SOURCE DOCUMENT:
--

The vision that I have for the profession of earthquake engineering expands upon the great work that has already been done — particularly in disaster mitigation. This vision has been deepened by both my experiences in disenfranchised communities and my professional expertise in technology’s role in the built environment.

I hail the projects of Saint Louis, Missouri, where a myriad of suffocating systemic inequities have claimed the lives and bright futures of far too many friends and family members. For me, growing up in extreme poverty has had its disadvantages; it often seemed that I was wearing mud-caked clothes. The longer I walked in search of opportunities, the more the weight burdened me. But if my determination failed me just for a short while, these mud-caked garments would harden in the heat of everyday adversity and encage my will to overcome. Much time has passed since I was one of the young kids who played basketball on netless hoops or turned a fraying telephone cord that was used for a game of double-dutch. Countless individuals, educational opportunities (including six years at a group home for academically-gifted children from poor backgrounds), and life experiences have helped propel me to the heights where I stand today. What remains is a passion for autodidactism, an unassailable work ethic, and a commitment to becoming an engineer who consistently advocates for and designs with communities.

Working alongside the faculty and using the many research facilities available at Berkeley and UC San Diego, I will build a far-reaching and multidisciplinary engineering education in order to reimagine global disaster mitigation and reconnaissance. I am well-positioned for this multidisciplinary approach because I can move between attention to extreme details, as I did while computationally modeling individual stones at Boston Valley Terra Cotta, to the more long-reaching implications, which I deeply investigated during my Master’s thesis research on post-disaster transitional environments. This ability, alongside my professional background in architecture, computational design, and emerging technology, places me in a unique position to have a measurable impact on how structural engineering truly uplifts the populations it serves. I plan to draw primarily upon structural health monitoring and computational mechanics to extend disaster mitigation in three important ways. 
First, it is my belief that this field could benefit enormously from advancing the interconnectedness of sensing technologies, above and beyond what is currently available. Right now, there is not a global network of cities that have a significant portion of their building stock outfitted with and connected to structural health monitoring and data validation systems. Such a network exists for seismology and early warning systems. If all buildings in known hazard zones could be outfitted with reliable and inexpensive sensors, many more lives and resources could be saved. The wealthiest nations can easily afford to do this, and the current issue lies with policy. However, those regions experiencing the greatest needs have the twin hurdles of cost and implementation to mount.

--

INFORMATION SHOWN:
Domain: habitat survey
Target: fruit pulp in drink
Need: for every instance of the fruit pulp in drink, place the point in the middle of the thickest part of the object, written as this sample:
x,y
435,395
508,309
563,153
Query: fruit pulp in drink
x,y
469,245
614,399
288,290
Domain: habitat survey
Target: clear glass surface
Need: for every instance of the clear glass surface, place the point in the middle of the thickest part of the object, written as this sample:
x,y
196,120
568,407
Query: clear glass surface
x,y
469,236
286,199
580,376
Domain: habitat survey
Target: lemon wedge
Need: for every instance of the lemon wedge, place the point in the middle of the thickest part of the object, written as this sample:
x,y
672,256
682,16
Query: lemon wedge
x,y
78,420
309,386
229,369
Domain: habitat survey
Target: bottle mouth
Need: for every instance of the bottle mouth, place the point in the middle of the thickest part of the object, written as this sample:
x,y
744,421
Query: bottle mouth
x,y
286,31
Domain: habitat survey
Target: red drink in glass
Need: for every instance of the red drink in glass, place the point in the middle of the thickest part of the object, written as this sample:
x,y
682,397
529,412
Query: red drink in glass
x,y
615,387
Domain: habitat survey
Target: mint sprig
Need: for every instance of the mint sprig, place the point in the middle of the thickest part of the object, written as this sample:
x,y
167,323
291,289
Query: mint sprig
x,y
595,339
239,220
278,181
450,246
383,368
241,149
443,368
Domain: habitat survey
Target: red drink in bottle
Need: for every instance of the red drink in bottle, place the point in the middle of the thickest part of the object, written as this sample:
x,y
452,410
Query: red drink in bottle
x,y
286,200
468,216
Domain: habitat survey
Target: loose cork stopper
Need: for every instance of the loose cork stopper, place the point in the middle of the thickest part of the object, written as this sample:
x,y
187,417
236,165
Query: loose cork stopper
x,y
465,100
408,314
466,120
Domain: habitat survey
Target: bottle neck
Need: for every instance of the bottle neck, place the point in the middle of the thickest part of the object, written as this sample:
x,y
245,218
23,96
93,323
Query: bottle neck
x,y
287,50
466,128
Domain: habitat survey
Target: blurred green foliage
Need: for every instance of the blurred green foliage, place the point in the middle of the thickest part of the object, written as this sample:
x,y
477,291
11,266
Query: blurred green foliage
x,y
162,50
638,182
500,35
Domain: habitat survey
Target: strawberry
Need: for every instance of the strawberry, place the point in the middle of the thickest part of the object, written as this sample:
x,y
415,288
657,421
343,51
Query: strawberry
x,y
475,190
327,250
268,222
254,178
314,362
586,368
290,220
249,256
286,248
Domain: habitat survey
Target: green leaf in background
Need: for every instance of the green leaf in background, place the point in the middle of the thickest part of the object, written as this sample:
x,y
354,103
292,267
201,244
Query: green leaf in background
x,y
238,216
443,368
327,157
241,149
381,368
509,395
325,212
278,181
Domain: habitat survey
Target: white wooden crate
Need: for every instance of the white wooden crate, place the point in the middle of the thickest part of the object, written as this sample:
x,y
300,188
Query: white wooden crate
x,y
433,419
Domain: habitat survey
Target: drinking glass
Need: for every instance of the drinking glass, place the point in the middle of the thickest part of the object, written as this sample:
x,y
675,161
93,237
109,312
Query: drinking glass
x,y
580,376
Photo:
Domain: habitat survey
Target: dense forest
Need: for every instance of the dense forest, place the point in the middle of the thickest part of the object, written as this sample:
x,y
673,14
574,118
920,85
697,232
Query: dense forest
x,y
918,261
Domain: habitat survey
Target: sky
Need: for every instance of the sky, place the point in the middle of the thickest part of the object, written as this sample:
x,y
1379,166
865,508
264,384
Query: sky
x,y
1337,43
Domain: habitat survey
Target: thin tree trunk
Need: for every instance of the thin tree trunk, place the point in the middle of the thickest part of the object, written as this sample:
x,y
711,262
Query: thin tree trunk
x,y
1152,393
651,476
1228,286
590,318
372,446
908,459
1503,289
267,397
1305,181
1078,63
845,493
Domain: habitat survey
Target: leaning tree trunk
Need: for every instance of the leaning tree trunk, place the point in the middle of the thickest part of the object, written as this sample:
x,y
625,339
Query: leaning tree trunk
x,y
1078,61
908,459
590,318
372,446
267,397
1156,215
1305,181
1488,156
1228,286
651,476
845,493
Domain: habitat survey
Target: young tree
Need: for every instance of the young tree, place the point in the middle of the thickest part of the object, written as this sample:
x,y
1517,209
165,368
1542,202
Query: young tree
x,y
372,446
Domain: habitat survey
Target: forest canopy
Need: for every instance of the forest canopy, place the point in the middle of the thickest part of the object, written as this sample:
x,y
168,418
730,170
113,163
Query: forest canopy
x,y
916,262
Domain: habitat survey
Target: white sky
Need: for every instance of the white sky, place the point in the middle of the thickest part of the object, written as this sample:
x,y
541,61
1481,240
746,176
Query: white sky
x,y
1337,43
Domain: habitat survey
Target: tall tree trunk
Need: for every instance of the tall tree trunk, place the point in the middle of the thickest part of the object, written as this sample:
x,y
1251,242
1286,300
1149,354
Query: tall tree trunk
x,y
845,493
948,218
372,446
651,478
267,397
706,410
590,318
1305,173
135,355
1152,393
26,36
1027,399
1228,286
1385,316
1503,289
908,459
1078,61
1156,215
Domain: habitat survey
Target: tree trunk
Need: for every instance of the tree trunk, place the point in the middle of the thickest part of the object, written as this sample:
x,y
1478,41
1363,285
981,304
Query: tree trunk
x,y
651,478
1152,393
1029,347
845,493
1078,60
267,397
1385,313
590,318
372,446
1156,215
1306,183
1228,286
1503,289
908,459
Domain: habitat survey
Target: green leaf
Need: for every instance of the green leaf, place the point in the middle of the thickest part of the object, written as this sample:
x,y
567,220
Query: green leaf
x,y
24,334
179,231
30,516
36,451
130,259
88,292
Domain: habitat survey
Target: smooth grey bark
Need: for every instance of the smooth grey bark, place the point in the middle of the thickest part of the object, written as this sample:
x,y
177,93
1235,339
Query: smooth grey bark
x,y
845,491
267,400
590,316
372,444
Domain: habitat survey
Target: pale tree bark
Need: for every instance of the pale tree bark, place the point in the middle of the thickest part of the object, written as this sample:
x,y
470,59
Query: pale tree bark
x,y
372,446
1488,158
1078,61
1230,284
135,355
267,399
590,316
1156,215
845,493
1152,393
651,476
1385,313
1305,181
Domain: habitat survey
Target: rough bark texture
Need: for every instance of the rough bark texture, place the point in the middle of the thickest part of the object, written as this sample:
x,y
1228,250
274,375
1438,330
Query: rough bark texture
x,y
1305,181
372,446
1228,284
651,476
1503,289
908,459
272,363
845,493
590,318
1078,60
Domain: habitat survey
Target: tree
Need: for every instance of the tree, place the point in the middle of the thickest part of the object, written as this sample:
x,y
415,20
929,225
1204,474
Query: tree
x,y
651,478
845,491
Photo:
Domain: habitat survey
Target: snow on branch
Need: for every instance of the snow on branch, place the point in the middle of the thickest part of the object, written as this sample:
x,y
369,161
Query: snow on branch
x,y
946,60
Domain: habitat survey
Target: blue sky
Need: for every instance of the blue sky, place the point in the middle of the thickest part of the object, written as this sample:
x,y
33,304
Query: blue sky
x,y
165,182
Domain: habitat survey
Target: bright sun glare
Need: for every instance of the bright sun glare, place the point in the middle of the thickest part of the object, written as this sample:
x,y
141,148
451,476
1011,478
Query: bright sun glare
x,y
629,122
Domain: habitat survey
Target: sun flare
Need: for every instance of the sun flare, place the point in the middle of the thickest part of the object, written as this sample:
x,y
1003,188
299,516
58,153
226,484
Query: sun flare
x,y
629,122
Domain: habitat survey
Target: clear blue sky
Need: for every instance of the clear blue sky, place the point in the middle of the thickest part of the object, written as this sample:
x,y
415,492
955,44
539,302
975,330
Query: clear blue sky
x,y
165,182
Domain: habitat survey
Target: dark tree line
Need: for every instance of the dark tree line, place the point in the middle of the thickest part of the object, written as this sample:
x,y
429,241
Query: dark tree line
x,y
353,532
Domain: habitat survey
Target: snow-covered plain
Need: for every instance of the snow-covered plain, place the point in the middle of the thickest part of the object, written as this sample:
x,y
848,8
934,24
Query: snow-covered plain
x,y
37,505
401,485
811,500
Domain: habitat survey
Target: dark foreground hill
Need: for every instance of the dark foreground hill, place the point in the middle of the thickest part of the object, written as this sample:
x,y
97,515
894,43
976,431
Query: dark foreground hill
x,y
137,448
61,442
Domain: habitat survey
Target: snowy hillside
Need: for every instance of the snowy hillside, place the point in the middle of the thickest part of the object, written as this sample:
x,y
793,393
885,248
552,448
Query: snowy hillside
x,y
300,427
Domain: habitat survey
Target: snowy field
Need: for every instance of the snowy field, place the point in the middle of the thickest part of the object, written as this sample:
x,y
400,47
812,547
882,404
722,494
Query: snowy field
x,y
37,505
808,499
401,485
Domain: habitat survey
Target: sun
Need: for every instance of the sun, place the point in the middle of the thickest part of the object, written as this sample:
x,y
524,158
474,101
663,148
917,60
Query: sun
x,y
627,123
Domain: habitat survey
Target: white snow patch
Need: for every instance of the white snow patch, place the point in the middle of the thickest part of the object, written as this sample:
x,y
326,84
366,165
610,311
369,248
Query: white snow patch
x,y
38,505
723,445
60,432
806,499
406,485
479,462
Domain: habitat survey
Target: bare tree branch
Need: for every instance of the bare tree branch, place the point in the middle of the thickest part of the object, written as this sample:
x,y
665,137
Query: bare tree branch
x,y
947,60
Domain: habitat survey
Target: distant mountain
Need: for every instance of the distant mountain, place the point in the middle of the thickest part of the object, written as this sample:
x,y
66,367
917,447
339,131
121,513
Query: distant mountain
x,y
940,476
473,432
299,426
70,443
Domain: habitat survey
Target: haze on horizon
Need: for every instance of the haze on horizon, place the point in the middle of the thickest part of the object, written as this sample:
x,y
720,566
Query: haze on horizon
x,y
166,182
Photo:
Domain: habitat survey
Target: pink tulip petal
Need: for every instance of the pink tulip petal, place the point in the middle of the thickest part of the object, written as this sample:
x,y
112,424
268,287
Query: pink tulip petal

--

COMPLETE THE FOLLOWING:
A. In the earthquake engineering statement, how many years did the writer spend at a group home for academically gifted children from poor backgrounds?
B. Pick up the earthquake engineering statement where it stops and keep writing it.
The records are separate material and are not part of the earthquake engineering statement.

RESULTS BY TASK:
A. Six years.

B.
Secondly, not only do collapsed buildings pose dangers to life, limb, and property during and after a disaster event, the cleanup process is not often discussed. I submit that the waste of natural and manufactured materials in a post-disaster context is a travesty that needs to be explicitly addressed during the design and construction phases and, importantly, when long-term mitigation plans are formed. One look at the destruction wrought by massive earthquakes and tsunamis in regions like Haiti, Chile, California, and Indonesia shows graves of twisted steel and concrete that swallow human victims alongside economic and environmental progress. An understanding of and allowance for the true impact of these materials - both in their manufacture and in how they are disposed of at the end of their service life - would do justice to all aspects of post-disaster reconnaissance efforts.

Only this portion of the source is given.